Extract:
>> Begin

Terms & Conditions
This price list supersedes all previous
editions. Any mistakes or typographical errors are not reasons to lodge
complaints. Every order is subject to the following sales conditions.
1. Prices
Prices shown are
inclusive of vat, the company reserves the right to modify prices, general
sales conditions at any time without prior notice.
2. Orders
All orders are subject to the Company’s approval
and are completely and tacitly subject to the following sales conditions. The
order is confirmed at the prices shown in the catalogue. Modifications to
orders communicated verbally and/or by phone, must be confirmed in writing by
the customer. A customer cannot cancel an order without the agreement from the
company; the company reserves the right to apply applicable charges. The
minimum purchase order is £100.00 excluding vat, for areas within London M25
Zone and £250.00 excluding vat, for the areas outside M25 Zone. All orders
under this value will be charged a carriage fee.
All goods once delivered will attract 25%
re-stocking charges upon return. Goods should be in its original packaging,
un-opened and un-damaged for it to be ac-cepted back as returns.
3. Delivery
The company shall endeavour to deliver the goods
by the date quoted for delivery, but such date is not guaranteed. The date
quoted shall be extended by a reasonable period if there is a delay caused for
any reason beyond the reasonable control of the company.
4. Packaging
All products are
packaged by fully trained, professional warehousing staff and leave the
premises in perfect condition for delivery.
As such Euro
Bathrooms declines all responsibility for damages arising from mishandling
during transit.

>> End

Available data:
>> Begin

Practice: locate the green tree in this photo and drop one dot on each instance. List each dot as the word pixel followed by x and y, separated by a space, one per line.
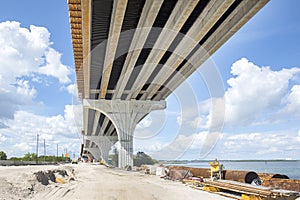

>> End

Exercise instructions:
• A. Reproduce the part of the terms and conditions starting with "3. Delivery" and going on through "of the company.".
• B. Resume the terms and conditions after their last sentence.

Answers provided:
• A.
3. Delivery
The company shall endeavour to deliver the goods
by the date quoted for delivery, but such date is not guaranteed. The date
quoted shall be extended by a reasonable period if there is a delay caused for
any reason beyond the reasonable control of the company.

• B.
5. Compatibility
Whilst the majority of Euro Bathrooms products
are compatible with UK specifications, care should be taken on product
selection prior to ordering to avoid prob-lems arising from installation
issues. Euro Bathrooms reserves the right to make technical changes to products
at any time and modify or cancel models.
Details and dimensions are approximate;
therefore we advise no pre drilling to fit products before delivery. Euro
Bathrooms will not be held liable for fitting issues that arise if drilling is
attempted before the product is received.
6. Payment Terms
The buyer shall
pay the price of the goods not later than the end of the next calendar month
following the date of invoice relating to the goods.
All payments shall be made in full, without
deduction in respect of any counter claim. If the buyer fails to comply
strictly within the company’s terms the company shall be entitled to: Cancel
the contract or suspend any further deliveries to the buyer, any sum remaining
outstanding after the company’s terms, will be consid-ered overdue and will
attract interest payable to the company at the rate of 5% over Barclays bank
base rate, until payment is received.
7. Property Rights
Until Euro
Bathrooms has received full payment for goods the goods will remain the
exclusive property of Euro Bathrooms
8. Company’s Liability
8.1 Nothing in these Terms shall exclude or restrict
the Company’s liability
(a)
for death or personal injury resulting from the
Company’s negligence or
(b)
for fraud or fraudulent misrepresentation or
(c)
under section 2(3) Consumer Protection Act 1987 or
(d)
for any matter which it would be illegal for the
Company to exclude or attempt to exclude its liability.
8.2 The Company
warrants that, subject to the other provisions of these Terms, upon Delivery:
(a)
the Goods will be of good materials and
workmanship
(b)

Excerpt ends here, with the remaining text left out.